§ **Your goal**
Report every line below that has the string "road" in it.

§ **Natural language region descriptions**
- Opening Delimiter -

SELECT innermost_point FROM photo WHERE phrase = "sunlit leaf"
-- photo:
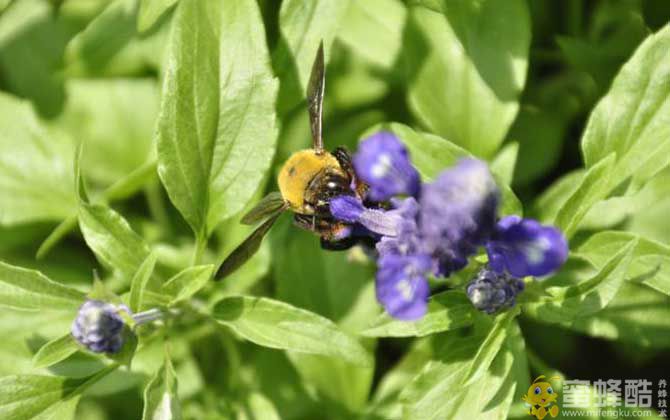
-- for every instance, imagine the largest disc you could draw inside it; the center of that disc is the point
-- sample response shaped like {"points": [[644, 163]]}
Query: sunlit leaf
{"points": [[467, 67], [216, 130], [275, 324]]}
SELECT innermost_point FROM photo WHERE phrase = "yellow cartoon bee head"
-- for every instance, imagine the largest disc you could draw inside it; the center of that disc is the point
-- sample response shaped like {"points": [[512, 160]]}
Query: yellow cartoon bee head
{"points": [[540, 393]]}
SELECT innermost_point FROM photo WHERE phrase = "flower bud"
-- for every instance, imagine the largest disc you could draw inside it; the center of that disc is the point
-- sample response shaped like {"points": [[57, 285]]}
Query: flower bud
{"points": [[99, 327]]}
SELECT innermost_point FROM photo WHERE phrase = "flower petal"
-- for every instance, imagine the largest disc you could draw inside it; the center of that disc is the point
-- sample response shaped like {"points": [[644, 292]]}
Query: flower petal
{"points": [[524, 247], [382, 162], [402, 287]]}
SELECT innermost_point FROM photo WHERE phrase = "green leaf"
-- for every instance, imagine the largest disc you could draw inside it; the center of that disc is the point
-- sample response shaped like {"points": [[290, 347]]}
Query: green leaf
{"points": [[110, 46], [258, 406], [651, 260], [275, 324], [637, 315], [446, 311], [21, 288], [139, 283], [35, 167], [54, 351], [504, 163], [467, 66], [112, 239], [216, 131], [632, 119], [24, 397], [567, 303], [127, 352], [302, 26], [371, 29], [548, 204], [437, 391], [490, 347], [432, 154], [188, 282], [103, 113], [160, 395], [594, 187], [151, 11], [32, 40]]}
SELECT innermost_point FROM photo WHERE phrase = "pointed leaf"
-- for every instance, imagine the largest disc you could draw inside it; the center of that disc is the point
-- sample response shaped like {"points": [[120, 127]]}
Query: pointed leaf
{"points": [[139, 283], [632, 120], [587, 297], [112, 239], [21, 288], [216, 130], [35, 167], [467, 66], [275, 324], [54, 351], [188, 282], [160, 395]]}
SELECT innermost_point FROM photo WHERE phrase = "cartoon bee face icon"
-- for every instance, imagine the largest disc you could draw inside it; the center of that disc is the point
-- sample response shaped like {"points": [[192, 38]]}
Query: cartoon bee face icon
{"points": [[541, 399]]}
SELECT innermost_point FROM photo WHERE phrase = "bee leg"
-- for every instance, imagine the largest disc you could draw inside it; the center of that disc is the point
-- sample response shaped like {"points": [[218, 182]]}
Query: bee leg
{"points": [[338, 245], [304, 221], [344, 158]]}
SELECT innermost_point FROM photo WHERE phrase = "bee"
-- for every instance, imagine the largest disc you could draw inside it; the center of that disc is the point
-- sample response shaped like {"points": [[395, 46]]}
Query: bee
{"points": [[307, 181], [539, 398]]}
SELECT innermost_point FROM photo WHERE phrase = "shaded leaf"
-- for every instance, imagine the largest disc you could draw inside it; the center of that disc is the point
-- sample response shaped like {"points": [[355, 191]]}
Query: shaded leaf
{"points": [[632, 120], [275, 324], [112, 239], [216, 131], [139, 283], [594, 187], [35, 167], [160, 394], [24, 397], [650, 264], [446, 311], [21, 288], [55, 350], [467, 66], [188, 282], [568, 303], [150, 11]]}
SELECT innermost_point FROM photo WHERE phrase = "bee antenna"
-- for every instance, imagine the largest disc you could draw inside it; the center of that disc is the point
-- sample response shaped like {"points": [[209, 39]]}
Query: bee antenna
{"points": [[315, 91]]}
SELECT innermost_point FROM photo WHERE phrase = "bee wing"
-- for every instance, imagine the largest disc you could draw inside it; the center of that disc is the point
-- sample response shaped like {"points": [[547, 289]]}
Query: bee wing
{"points": [[246, 249], [315, 91], [270, 205]]}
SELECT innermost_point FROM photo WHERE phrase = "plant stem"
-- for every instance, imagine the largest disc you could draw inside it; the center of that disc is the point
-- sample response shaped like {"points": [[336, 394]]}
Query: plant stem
{"points": [[148, 316], [200, 245]]}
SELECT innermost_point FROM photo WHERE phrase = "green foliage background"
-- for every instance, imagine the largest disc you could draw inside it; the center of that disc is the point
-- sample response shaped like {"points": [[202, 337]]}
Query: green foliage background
{"points": [[133, 133]]}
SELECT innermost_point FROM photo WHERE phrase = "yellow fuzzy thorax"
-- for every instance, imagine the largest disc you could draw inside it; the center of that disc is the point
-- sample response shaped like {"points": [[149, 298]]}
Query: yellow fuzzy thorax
{"points": [[298, 171]]}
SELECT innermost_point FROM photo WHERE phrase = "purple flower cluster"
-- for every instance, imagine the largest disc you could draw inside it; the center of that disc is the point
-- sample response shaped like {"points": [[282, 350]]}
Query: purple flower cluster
{"points": [[98, 327], [433, 228]]}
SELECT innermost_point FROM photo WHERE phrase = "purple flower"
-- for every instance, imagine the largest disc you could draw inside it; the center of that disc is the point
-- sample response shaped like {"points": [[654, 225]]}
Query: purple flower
{"points": [[406, 240], [98, 326], [351, 210], [458, 213], [402, 286], [491, 292], [524, 247], [382, 162]]}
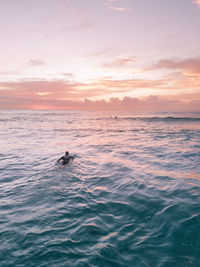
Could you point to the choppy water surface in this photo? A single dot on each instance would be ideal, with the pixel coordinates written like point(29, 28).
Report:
point(131, 197)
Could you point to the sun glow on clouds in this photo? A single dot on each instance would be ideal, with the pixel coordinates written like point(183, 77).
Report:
point(197, 2)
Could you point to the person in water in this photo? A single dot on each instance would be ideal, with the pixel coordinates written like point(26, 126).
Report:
point(65, 159)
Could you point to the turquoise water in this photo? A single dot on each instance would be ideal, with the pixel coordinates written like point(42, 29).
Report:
point(131, 197)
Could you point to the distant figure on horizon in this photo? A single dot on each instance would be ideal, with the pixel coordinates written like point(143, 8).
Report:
point(65, 159)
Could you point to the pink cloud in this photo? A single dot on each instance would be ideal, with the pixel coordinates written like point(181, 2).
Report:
point(121, 9)
point(197, 2)
point(191, 65)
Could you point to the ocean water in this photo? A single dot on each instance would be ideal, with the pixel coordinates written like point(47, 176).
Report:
point(131, 197)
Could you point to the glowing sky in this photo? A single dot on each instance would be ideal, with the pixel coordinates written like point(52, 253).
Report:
point(100, 54)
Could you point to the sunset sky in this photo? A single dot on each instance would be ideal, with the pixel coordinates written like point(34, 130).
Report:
point(100, 54)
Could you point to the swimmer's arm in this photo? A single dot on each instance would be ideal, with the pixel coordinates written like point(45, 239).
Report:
point(60, 159)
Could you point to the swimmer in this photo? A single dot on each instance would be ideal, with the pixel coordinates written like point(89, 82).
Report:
point(65, 159)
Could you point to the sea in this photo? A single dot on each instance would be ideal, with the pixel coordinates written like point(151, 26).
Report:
point(130, 197)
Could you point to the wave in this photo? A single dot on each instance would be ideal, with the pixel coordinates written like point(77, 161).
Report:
point(160, 119)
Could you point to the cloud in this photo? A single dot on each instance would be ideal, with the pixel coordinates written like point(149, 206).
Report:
point(197, 2)
point(120, 62)
point(190, 65)
point(36, 62)
point(121, 9)
point(151, 103)
point(65, 94)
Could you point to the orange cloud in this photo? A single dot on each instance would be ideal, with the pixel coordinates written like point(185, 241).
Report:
point(190, 65)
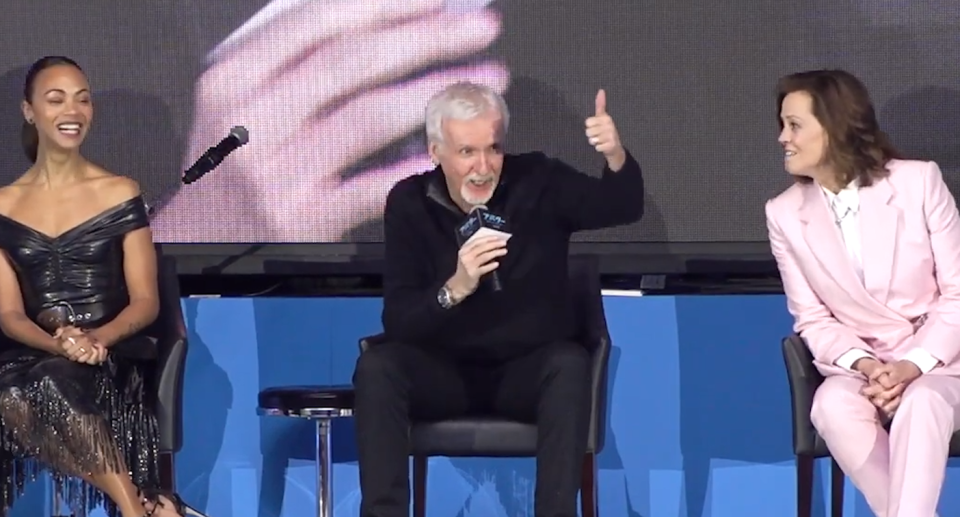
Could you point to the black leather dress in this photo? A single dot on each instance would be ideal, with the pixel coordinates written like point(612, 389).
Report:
point(71, 417)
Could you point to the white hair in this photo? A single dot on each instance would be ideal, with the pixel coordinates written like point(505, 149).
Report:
point(462, 101)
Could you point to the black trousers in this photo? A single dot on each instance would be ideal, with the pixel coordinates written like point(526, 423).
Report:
point(396, 383)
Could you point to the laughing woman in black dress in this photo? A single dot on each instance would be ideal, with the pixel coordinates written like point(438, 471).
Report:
point(78, 284)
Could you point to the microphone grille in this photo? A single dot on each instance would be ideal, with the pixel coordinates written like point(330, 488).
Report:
point(241, 134)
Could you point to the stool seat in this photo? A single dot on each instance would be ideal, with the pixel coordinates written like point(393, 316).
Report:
point(307, 401)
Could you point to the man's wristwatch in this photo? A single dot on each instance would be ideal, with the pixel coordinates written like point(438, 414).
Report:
point(445, 297)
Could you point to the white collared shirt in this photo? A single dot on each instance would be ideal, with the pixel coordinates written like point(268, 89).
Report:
point(845, 208)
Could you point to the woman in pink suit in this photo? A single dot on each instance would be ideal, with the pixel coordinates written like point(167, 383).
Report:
point(868, 247)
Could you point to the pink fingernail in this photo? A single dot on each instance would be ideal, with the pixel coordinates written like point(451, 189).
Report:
point(464, 6)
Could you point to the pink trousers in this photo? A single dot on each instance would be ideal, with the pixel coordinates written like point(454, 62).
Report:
point(901, 472)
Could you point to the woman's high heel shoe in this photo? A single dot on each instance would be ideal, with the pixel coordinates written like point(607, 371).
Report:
point(179, 505)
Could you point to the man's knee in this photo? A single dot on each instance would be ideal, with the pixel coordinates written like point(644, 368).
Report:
point(837, 402)
point(568, 361)
point(379, 365)
point(923, 399)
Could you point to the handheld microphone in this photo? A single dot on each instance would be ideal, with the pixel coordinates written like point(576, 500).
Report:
point(480, 222)
point(211, 159)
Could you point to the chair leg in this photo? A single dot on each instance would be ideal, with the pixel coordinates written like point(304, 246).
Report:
point(168, 479)
point(804, 485)
point(419, 486)
point(588, 486)
point(836, 489)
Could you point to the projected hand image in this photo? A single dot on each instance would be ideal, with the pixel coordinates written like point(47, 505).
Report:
point(322, 87)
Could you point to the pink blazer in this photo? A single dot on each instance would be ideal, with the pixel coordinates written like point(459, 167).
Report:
point(910, 296)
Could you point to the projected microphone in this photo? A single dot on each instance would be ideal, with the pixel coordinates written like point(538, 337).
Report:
point(238, 136)
point(480, 222)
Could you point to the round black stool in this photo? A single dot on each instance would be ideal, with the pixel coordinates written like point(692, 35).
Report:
point(321, 404)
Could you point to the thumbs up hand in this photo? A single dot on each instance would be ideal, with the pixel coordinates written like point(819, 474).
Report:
point(602, 134)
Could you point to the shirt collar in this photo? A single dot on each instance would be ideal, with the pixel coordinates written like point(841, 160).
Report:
point(848, 197)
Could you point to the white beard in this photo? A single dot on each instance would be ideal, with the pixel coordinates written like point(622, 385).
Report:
point(469, 196)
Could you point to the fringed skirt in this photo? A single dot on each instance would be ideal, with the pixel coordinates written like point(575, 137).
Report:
point(75, 420)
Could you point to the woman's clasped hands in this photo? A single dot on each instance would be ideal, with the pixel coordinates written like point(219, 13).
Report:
point(80, 346)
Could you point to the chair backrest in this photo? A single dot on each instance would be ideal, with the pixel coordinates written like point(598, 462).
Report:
point(591, 331)
point(171, 333)
point(586, 300)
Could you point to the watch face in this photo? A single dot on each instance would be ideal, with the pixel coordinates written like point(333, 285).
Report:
point(443, 297)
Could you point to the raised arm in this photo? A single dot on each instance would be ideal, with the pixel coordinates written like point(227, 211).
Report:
point(586, 203)
point(940, 335)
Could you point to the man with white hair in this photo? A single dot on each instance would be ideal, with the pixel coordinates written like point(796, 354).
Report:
point(455, 347)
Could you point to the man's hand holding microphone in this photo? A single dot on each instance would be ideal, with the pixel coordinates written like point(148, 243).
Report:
point(476, 258)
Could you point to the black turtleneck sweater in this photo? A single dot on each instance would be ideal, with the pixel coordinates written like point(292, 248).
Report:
point(544, 201)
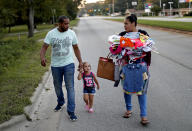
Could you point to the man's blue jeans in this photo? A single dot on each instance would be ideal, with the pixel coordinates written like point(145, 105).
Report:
point(68, 73)
point(142, 103)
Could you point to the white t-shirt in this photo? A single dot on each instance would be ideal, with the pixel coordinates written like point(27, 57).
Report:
point(61, 43)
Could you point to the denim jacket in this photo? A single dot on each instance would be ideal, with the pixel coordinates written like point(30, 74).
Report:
point(133, 76)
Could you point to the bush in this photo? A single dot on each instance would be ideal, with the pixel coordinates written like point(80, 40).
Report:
point(11, 50)
point(189, 14)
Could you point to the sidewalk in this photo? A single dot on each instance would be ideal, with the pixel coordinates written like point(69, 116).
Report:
point(29, 110)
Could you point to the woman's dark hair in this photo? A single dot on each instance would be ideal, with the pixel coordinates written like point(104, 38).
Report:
point(132, 18)
point(62, 18)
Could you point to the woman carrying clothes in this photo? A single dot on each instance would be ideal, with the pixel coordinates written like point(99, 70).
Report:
point(131, 69)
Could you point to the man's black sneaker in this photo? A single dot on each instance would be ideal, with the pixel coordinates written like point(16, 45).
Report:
point(58, 108)
point(72, 116)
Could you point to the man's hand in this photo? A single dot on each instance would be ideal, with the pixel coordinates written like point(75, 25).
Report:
point(43, 62)
point(42, 54)
point(98, 87)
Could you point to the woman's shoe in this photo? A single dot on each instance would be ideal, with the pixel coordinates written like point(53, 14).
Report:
point(144, 122)
point(127, 114)
point(91, 110)
point(86, 107)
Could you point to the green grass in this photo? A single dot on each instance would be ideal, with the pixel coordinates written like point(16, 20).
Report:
point(23, 28)
point(184, 26)
point(20, 72)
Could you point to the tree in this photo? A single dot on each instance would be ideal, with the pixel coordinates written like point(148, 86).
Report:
point(156, 9)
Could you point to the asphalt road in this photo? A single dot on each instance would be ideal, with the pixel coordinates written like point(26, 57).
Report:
point(169, 94)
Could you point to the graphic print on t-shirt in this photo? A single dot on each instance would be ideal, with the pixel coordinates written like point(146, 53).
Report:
point(61, 46)
point(89, 82)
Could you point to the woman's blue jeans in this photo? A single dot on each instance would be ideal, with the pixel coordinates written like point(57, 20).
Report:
point(142, 103)
point(68, 73)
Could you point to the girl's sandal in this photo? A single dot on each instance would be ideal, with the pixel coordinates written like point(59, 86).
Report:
point(127, 115)
point(144, 122)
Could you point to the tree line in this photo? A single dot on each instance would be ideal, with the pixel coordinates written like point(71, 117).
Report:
point(33, 12)
point(122, 5)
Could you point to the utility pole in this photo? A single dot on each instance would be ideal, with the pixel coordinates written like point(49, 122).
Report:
point(164, 9)
point(109, 10)
point(113, 6)
point(170, 7)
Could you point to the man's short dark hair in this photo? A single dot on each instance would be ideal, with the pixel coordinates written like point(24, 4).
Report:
point(62, 18)
point(132, 18)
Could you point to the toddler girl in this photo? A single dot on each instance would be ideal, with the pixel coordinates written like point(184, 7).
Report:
point(89, 81)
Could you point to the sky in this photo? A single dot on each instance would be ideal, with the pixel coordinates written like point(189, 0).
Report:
point(91, 1)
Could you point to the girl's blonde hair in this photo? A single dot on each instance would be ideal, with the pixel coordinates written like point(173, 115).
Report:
point(85, 63)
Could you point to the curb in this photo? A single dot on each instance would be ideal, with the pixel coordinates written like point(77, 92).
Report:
point(28, 110)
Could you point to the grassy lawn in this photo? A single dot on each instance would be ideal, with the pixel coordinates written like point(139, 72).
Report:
point(184, 26)
point(20, 72)
point(23, 28)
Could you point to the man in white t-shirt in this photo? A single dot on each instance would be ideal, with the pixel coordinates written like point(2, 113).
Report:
point(63, 41)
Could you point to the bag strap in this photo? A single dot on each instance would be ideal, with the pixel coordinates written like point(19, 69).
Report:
point(109, 55)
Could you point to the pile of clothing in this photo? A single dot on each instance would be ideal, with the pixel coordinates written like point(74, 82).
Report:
point(128, 52)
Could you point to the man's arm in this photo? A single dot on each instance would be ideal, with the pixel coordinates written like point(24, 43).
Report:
point(42, 54)
point(78, 55)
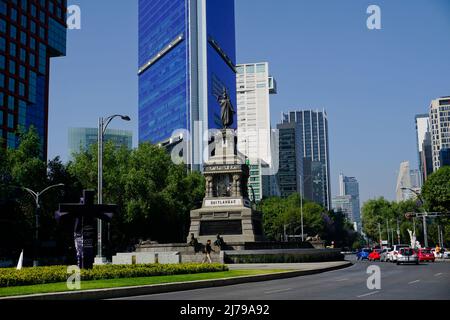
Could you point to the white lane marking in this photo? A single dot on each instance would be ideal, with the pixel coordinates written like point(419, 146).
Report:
point(277, 291)
point(368, 294)
point(415, 281)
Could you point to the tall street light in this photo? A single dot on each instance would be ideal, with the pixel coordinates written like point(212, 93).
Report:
point(102, 126)
point(424, 217)
point(36, 196)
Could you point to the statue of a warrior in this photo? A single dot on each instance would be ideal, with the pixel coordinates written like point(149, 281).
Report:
point(227, 110)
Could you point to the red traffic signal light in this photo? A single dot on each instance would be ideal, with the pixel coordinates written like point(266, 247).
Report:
point(409, 215)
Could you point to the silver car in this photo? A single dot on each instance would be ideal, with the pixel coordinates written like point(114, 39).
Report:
point(407, 255)
point(384, 255)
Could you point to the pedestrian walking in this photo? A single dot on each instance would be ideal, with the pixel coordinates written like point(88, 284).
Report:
point(207, 252)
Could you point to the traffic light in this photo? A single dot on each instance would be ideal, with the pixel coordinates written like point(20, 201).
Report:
point(409, 215)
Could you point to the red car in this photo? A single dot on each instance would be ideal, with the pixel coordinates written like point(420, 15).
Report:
point(425, 255)
point(375, 255)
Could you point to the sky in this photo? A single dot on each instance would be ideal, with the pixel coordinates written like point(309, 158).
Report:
point(371, 82)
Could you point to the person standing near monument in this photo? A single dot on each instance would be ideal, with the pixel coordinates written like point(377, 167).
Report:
point(207, 252)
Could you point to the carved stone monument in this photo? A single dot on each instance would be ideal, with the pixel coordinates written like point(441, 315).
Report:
point(226, 208)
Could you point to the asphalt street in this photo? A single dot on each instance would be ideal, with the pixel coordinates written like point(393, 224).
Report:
point(427, 281)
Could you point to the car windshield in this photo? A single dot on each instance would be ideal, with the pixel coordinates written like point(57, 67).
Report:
point(407, 252)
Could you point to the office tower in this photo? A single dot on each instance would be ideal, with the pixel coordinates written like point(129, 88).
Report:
point(345, 204)
point(407, 180)
point(444, 157)
point(440, 128)
point(31, 33)
point(312, 129)
point(187, 57)
point(426, 158)
point(422, 128)
point(349, 187)
point(290, 172)
point(81, 139)
point(254, 87)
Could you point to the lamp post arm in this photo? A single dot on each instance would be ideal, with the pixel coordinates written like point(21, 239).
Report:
point(51, 187)
point(107, 121)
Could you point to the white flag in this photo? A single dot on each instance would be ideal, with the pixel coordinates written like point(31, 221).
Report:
point(20, 263)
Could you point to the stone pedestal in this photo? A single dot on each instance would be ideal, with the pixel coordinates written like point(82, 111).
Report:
point(226, 209)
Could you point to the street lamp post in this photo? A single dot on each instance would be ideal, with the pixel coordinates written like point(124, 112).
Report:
point(102, 126)
point(424, 217)
point(36, 196)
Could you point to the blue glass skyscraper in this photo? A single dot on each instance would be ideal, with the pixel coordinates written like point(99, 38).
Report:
point(31, 32)
point(187, 55)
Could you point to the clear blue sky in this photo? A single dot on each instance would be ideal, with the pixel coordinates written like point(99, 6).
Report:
point(371, 83)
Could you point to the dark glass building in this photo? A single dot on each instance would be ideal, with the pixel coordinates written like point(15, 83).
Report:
point(31, 32)
point(444, 156)
point(187, 55)
point(312, 135)
point(291, 165)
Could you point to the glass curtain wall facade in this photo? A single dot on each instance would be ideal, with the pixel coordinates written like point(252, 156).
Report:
point(187, 55)
point(81, 139)
point(313, 129)
point(31, 33)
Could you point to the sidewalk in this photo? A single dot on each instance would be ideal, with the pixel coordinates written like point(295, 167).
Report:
point(295, 270)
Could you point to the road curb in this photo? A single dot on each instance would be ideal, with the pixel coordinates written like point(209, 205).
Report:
point(124, 292)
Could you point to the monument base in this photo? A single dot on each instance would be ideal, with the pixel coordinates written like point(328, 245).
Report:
point(231, 253)
point(238, 224)
point(100, 261)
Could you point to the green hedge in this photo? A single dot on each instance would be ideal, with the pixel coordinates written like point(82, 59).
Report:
point(284, 258)
point(40, 275)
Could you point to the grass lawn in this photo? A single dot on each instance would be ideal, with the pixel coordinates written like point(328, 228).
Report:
point(129, 282)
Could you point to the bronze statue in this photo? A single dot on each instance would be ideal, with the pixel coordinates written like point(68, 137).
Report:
point(227, 110)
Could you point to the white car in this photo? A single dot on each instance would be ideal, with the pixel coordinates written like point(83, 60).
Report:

- Closing Delimiter -

§ **Response to this task**
Could you point to the asphalt road in this photo? A single dot on each instance would be ideal, with the pixel coordinates written like point(26, 57).
Could you point to the road curb in this photo? A single dot on each instance would be ideal, with the pixel coordinates written like point(209, 205).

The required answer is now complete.